→ Texte source

Pour le socialiste Vincent Peillon, la revalorisation de la voie pro était l'un des piliers de la Refondation de l'école. Son éphémère successeur Benoît Hamon y alla aussi de son couplet. Et Najat Vallaud-Belkacem parle en veux-tu en-voilà d'une "voie d'excellence".

 

Sur le terrain, c'est une tout autre histoire. Loin des Lycées des métiers que les ministres visitent avec des filières nobles offrant des débouchés, on ne se bouscule pas. Et souvent les professeurs voient arriver des jeunes désabusés, démotivés, qui ne voulaient pas être là.

 

Récemment, je faisais une enquête sur des jeunes engagés à ATD Quart Monde, l'association où je travaille. Sur les cinq rencontrés dans le cadre du groupe jeunes d'Ile-de-France, 2 étaient contents de leurs filières et 3 avaient connu des orientations subies.

 

"L'horticulture ça n'était pas mon truc"

 

A la fin du collège, Kelil, 20 ans, ne manquait pas d'envies : travailler en lien avec la nature, dans la photo ou dans les arts. "On m'a plutôt découragé, disant que ça n'était pas pour moi". Il a tout de même postulé à des bacs pros dans ces secteurs. Refus. On lui a finalement attribué une place en Vente. "Je me suis retrouvé en lycée pro dans une classe difficile, c'était impossible de travailler, j'ai tout lâché."

→ Exercice à traiter
Relevez, dans le texte ci-dessus sur la voie professionnelle, toutes les personnalités politiques désignées par leur nom.

→ Données présentées
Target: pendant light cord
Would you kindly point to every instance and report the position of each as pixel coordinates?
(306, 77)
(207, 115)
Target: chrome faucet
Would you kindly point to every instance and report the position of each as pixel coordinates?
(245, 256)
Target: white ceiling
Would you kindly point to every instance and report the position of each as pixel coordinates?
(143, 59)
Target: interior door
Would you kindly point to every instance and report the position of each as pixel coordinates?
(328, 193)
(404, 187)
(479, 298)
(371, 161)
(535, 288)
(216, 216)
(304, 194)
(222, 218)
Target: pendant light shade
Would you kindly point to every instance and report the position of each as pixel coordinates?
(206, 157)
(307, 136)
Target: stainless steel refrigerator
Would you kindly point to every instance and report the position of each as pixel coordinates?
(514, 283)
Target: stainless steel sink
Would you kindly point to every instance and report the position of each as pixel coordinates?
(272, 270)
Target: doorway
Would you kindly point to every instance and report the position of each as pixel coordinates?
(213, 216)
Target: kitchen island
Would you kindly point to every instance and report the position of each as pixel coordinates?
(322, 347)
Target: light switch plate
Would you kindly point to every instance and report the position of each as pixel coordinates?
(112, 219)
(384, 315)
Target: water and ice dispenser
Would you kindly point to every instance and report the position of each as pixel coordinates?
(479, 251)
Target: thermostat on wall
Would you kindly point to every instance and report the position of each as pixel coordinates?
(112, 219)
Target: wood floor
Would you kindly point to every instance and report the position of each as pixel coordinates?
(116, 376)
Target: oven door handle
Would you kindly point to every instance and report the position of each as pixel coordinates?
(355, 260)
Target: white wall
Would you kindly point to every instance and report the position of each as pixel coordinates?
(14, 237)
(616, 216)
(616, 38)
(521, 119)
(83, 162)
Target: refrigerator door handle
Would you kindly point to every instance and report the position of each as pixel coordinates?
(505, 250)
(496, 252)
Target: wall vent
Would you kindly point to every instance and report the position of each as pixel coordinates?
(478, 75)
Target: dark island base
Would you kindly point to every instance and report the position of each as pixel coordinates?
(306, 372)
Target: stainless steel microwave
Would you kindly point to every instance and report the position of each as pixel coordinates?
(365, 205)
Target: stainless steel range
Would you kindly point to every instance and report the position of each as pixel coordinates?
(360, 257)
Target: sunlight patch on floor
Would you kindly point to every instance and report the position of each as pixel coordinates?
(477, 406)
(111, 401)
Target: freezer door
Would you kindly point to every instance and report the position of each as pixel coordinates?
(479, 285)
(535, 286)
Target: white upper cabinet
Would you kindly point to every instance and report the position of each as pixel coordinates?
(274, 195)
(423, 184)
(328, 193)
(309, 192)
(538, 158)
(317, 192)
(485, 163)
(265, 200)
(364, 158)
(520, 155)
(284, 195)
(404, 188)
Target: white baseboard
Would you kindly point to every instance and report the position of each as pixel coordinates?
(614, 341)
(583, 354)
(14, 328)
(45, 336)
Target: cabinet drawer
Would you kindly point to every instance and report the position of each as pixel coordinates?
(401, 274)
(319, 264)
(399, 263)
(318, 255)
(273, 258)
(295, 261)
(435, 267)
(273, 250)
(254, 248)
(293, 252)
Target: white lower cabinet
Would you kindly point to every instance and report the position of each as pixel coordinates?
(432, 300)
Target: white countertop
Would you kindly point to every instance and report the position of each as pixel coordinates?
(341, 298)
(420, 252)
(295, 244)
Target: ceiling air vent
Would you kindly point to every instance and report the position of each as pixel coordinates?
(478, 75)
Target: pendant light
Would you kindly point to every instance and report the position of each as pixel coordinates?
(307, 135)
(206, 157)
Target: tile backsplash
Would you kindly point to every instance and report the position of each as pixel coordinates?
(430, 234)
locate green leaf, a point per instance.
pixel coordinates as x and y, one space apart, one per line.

→ Réponse rédigée
Vincent Peillon, Benoît Hamon, Najat Vallaud-Belkacem